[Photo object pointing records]
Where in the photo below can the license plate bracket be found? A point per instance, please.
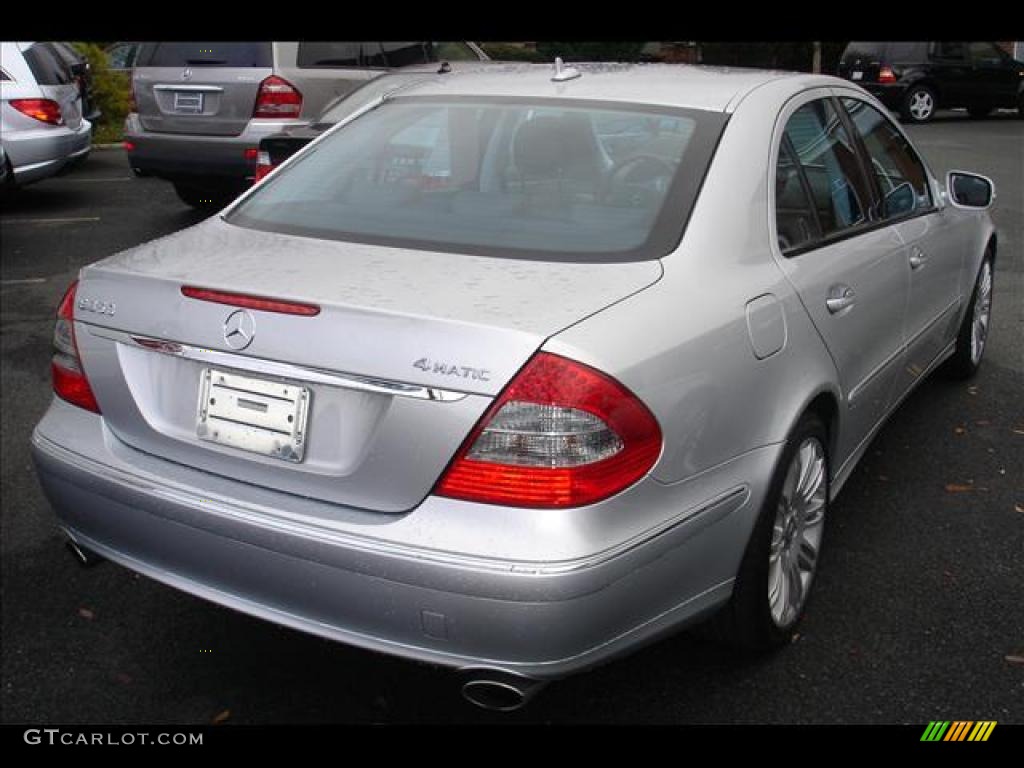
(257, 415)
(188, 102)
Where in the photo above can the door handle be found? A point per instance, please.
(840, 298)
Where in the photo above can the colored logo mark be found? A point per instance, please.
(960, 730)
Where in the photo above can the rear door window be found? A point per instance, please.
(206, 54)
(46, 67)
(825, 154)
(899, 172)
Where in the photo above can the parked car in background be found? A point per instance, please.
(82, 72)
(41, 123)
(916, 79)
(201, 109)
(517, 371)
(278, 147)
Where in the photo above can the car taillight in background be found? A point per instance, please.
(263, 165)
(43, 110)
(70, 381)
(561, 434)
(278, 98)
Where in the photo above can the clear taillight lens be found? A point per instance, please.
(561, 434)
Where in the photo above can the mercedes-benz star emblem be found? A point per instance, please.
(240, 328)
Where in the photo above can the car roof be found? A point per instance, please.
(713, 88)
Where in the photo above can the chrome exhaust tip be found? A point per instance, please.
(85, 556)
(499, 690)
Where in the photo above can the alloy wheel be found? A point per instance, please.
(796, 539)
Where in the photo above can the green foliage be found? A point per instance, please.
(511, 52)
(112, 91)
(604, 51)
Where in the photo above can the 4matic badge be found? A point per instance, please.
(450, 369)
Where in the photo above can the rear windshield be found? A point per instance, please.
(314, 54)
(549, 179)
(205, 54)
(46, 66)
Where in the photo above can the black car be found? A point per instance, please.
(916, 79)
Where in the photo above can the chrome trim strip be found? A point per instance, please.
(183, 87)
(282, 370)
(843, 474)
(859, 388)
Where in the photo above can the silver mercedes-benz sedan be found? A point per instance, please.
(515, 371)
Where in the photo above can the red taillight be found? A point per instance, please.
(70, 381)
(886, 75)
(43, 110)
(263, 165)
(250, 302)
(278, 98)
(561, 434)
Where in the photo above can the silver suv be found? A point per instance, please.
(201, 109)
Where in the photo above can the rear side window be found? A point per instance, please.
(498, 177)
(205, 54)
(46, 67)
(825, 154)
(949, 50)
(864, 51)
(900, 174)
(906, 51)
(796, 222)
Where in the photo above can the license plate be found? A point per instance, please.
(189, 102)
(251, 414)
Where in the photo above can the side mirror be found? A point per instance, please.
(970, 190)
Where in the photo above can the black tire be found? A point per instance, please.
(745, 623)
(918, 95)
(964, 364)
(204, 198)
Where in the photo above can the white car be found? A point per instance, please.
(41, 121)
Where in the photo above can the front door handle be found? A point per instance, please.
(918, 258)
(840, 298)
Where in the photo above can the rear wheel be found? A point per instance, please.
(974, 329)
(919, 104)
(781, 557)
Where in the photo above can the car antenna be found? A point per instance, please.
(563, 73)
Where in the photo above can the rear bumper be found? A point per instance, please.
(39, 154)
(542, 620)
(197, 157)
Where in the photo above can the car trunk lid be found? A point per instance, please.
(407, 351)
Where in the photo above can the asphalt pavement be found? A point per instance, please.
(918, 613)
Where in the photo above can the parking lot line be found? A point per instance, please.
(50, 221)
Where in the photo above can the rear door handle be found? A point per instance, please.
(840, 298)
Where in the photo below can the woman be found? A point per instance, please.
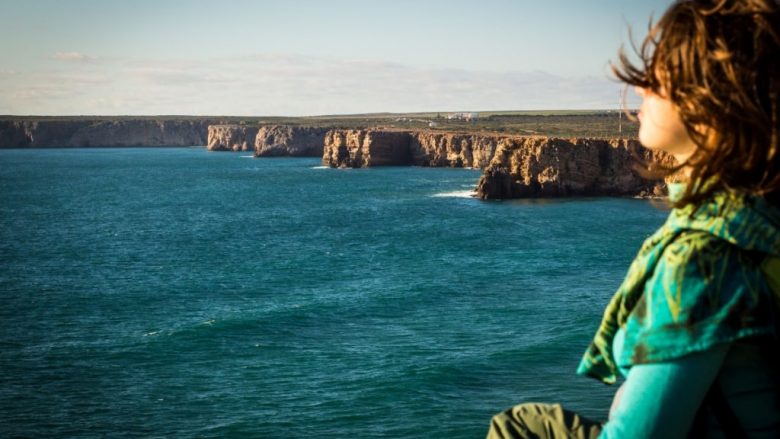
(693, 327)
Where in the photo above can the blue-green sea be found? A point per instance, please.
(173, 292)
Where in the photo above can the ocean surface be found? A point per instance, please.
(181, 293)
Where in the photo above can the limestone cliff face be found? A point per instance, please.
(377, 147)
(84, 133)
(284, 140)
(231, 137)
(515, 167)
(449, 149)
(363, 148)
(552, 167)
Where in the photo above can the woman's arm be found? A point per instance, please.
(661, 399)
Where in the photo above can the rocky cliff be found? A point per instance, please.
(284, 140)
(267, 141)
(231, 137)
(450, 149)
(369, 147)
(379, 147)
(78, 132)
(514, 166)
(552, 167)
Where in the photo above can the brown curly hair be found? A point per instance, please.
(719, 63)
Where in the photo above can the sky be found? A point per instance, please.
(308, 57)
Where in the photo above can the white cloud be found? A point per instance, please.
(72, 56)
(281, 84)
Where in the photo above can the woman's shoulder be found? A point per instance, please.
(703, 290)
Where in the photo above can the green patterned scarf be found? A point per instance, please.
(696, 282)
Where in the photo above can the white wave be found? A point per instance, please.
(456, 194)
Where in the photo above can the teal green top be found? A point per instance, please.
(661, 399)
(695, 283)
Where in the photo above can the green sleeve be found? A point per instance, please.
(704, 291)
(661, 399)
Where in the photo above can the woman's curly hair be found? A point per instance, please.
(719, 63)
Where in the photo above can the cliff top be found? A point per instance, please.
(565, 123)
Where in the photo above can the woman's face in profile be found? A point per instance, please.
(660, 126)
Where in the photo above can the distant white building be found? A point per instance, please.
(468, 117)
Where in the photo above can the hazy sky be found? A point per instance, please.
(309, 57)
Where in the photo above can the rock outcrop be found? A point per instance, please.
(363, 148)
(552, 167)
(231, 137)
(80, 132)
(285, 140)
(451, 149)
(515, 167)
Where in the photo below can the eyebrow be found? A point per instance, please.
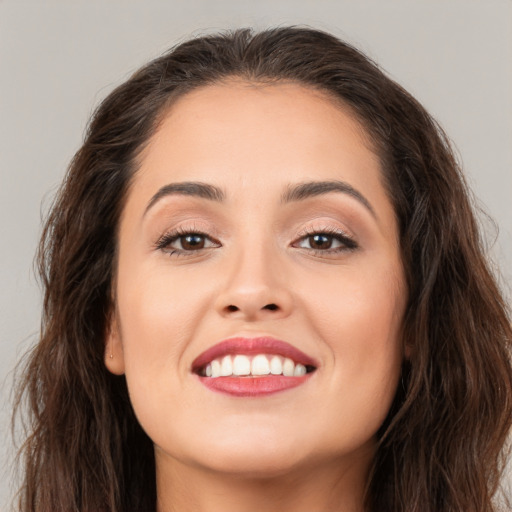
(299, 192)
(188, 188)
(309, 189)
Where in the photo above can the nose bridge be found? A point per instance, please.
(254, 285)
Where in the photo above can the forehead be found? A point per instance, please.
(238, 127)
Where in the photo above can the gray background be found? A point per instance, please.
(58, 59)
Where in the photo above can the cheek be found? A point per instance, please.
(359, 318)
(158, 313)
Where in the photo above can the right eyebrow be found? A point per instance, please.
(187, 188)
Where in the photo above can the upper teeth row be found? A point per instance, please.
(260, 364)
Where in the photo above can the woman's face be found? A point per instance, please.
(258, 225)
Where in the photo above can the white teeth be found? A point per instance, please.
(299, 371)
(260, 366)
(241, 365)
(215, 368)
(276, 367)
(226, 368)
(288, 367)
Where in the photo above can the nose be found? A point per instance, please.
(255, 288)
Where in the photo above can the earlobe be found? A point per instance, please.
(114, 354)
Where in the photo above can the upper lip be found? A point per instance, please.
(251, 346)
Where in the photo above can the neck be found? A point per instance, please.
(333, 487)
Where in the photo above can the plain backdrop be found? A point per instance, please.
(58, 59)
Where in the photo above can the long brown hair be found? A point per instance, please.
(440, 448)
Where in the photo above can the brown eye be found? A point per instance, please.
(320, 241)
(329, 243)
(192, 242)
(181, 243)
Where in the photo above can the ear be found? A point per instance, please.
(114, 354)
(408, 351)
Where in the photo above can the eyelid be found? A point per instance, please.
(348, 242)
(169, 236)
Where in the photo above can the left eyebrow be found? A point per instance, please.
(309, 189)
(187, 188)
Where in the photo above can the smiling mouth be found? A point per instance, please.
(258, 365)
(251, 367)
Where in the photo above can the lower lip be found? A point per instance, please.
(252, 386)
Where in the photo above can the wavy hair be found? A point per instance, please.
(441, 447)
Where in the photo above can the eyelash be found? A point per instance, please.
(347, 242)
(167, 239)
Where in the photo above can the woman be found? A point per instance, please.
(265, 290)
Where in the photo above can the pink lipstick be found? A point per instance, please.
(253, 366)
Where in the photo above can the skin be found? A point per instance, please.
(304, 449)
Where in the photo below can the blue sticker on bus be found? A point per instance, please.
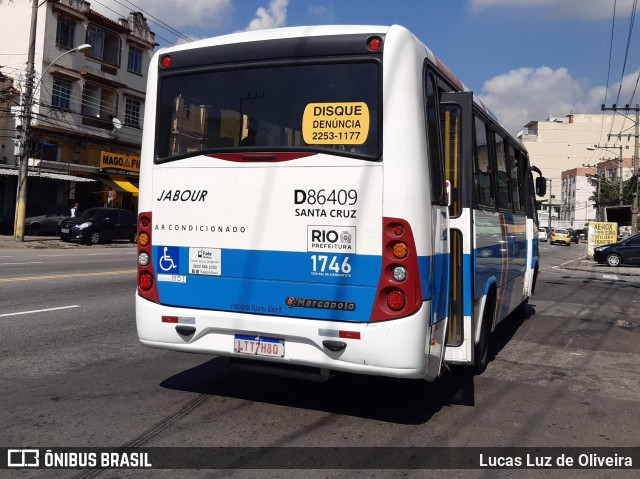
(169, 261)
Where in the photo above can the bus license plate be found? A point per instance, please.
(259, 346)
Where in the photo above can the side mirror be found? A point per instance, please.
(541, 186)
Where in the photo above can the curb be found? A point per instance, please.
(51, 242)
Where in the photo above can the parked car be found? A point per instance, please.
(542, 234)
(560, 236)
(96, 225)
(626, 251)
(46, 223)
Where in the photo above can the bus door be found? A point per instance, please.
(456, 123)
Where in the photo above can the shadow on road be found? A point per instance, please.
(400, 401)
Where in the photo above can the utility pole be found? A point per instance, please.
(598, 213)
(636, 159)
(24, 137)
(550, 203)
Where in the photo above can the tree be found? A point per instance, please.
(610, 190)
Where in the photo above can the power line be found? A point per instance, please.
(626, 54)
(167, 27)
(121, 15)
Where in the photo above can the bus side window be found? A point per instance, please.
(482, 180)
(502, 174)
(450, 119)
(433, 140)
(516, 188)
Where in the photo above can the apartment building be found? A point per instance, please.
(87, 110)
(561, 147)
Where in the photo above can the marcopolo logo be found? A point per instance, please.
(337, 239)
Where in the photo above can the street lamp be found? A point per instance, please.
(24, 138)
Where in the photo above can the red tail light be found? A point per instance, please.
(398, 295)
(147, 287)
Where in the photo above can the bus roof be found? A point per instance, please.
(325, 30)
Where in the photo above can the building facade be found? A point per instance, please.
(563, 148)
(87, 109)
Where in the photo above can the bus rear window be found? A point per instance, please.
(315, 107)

Exercise requirements
Extract the closing run of lines, starting with the one containing "Where in the photo above can the bus license" and ending at the last, exactly as written.

Written reply
Where in the photo above can the bus license plate be found? A point per instance, please.
(259, 346)
Where in the photo above can the side mirror be found? A point per instance, please.
(541, 186)
Where in the photo above can the curb be found? A point per instance, please.
(51, 242)
Where in the photo above can the parked car be found? A point per instance, please.
(542, 234)
(560, 236)
(96, 225)
(626, 251)
(46, 223)
Where in the photo above can the bus door be found? A point per instance, please.
(456, 123)
Where in the photo above can the shadow on road be found? A point per instance, please.
(400, 401)
Where in the photo above can the utility pole be found? A point per instance, please.
(598, 213)
(636, 159)
(24, 137)
(550, 203)
Where in the photo above can the tree be found? A point per instance, please.
(610, 190)
Where in the photo above can the power line be found? A point per instance, please.
(626, 54)
(167, 27)
(121, 15)
Where in the photo above can the bus side window be found? A point per instance, please.
(482, 180)
(502, 174)
(450, 119)
(433, 140)
(516, 188)
Where in the photo above can the apartment building be found? A point per instance, please.
(87, 110)
(561, 147)
Where in the photo above can the marcopolo logo be found? A point per instance, please.
(337, 239)
Where in the photo above can the street lamp be found? A point per instance, please.
(24, 138)
Where in the photo above can the red tail light be found? A point per instance, please.
(398, 295)
(147, 287)
Where in the photo above can the bus roof be found? A point per instance, please.
(325, 30)
Where in the photo above can the building facade be found? A point per instance, please.
(563, 148)
(87, 109)
Where in the photo above can the bus rear window be found? A point per instance, please.
(315, 107)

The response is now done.